> **Exercise prompt**
From top to bottom, restate the entries below word for word.

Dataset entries

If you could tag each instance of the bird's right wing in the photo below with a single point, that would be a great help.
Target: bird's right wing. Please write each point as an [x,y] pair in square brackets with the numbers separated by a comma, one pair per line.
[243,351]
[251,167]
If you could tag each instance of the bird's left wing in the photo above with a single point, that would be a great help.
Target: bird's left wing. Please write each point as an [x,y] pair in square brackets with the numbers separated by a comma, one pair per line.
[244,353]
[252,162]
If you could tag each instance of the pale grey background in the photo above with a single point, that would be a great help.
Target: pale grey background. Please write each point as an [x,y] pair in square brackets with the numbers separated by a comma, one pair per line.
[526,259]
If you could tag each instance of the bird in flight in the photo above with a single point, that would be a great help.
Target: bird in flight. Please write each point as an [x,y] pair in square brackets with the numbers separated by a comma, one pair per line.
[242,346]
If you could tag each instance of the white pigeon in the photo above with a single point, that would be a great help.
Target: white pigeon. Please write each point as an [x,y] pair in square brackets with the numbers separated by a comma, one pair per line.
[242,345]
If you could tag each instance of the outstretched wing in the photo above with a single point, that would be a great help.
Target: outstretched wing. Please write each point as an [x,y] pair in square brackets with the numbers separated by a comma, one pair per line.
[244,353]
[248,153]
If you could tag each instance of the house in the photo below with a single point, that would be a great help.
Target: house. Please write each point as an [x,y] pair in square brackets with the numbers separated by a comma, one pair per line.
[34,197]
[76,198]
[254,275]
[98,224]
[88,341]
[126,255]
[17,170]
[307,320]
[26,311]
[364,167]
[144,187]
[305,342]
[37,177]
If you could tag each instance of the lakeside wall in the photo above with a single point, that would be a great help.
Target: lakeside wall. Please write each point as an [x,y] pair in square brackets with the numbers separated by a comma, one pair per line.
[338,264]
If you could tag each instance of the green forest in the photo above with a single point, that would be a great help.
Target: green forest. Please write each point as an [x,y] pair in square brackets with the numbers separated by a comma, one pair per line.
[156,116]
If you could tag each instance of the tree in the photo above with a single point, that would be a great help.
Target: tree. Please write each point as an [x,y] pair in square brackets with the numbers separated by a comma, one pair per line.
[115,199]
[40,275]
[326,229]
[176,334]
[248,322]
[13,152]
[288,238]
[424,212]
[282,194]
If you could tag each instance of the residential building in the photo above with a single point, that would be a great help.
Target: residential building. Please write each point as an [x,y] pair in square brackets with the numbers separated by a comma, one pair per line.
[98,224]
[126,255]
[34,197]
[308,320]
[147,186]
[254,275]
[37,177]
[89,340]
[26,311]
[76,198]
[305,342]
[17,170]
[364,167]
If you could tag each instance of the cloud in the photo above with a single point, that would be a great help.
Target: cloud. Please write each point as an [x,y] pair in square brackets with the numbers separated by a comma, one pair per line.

> **Completed exercise**
If you could tag each instance of the bird's right wing in the photo below with a single point, that would be a great help.
Target: bird's right wing. Please write each point as an [x,y] pair in square brackets with the numbers separated by a comma, one pair per line.
[243,351]
[251,167]
If you could tag each instance of the bird's left wing in the photo above with a single point, that would be a great help.
Target: bird's left wing. Please write each point as an [x,y] pair in square brackets with the numbers separated by a comma, one pair per line.
[244,353]
[252,162]
If you could tag each instance of the pale grey background in the photo above with a single point, that would be a great help.
Target: pale grey background. Please write each point as an [x,y] pair in square brackets with the numbers separated by a comma, one pair per line.
[526,259]
If you could tag each instance of the bird in flight in the photo above with a single point, that would be a great help.
Target: bird in flight. Please write each point as an [x,y] pair in square brackets with the numbers separated by a comma, one pair per line.
[242,346]
If you could tag each instance of the white pigeon in the photo above with a single point, that would be a great help.
Target: white pigeon. Please write each point as an [x,y] pair in square brackets with the numbers separated by a comma, one pair per line.
[242,345]
If you could tag each instance of the outstretched wing in the photo above with a single point, that would be a great help.
Target: outstretched wing. Please write each point as an [x,y] pair in square brackets with the numbers separated by a comma, one pair per line.
[244,353]
[248,153]
If you could tag each instance of the house in the photo below with a single point, that would be a great help.
Target: house. Please write each point as an [x,y] pair in square brackets with the numbers separated by a comma, one pair per line.
[34,197]
[76,198]
[254,275]
[98,224]
[88,341]
[126,255]
[17,170]
[307,320]
[26,311]
[364,167]
[144,187]
[305,342]
[37,177]
If you could tag each instance of the lakeside wall in the photo above with a single point, that would be a great help.
Target: lakeside wall. Please write each point as an [x,y] pair in square brackets with the numbers separated by a comma, one pair per line.
[338,264]
If you could tag each instance of the green forest in the photo above with a single point, that would be a great help.
Target: green forest. Please write each point as an [x,y] pair in square brackets with the numbers separated by a comma, one pair per line.
[156,116]
If you could tag each instance of the tree in the photo above with a single point, that would be a great help.
Target: tree. Please write each point as an [x,y] pair in square brackets with the numbers separated by a comma, one pair per line.
[115,199]
[40,275]
[326,229]
[176,334]
[248,322]
[13,152]
[288,238]
[424,212]
[282,194]
If you could tag each instance of the residential building in the photo above with a single point, that would be a great help.
Target: residential building. Please write each point as an [x,y] pair in square brackets with the numbers separated by a comma, one pair per line.
[98,224]
[126,255]
[34,197]
[308,320]
[147,186]
[254,275]
[37,177]
[89,340]
[26,311]
[76,198]
[305,342]
[17,170]
[364,167]
If you could tag each instance of the cloud in the photo above with a single point, that would be a great help.
Target: cloud. Please write each point as an [x,y] pair in square brackets with the numbers separated by a comma, one pair per line.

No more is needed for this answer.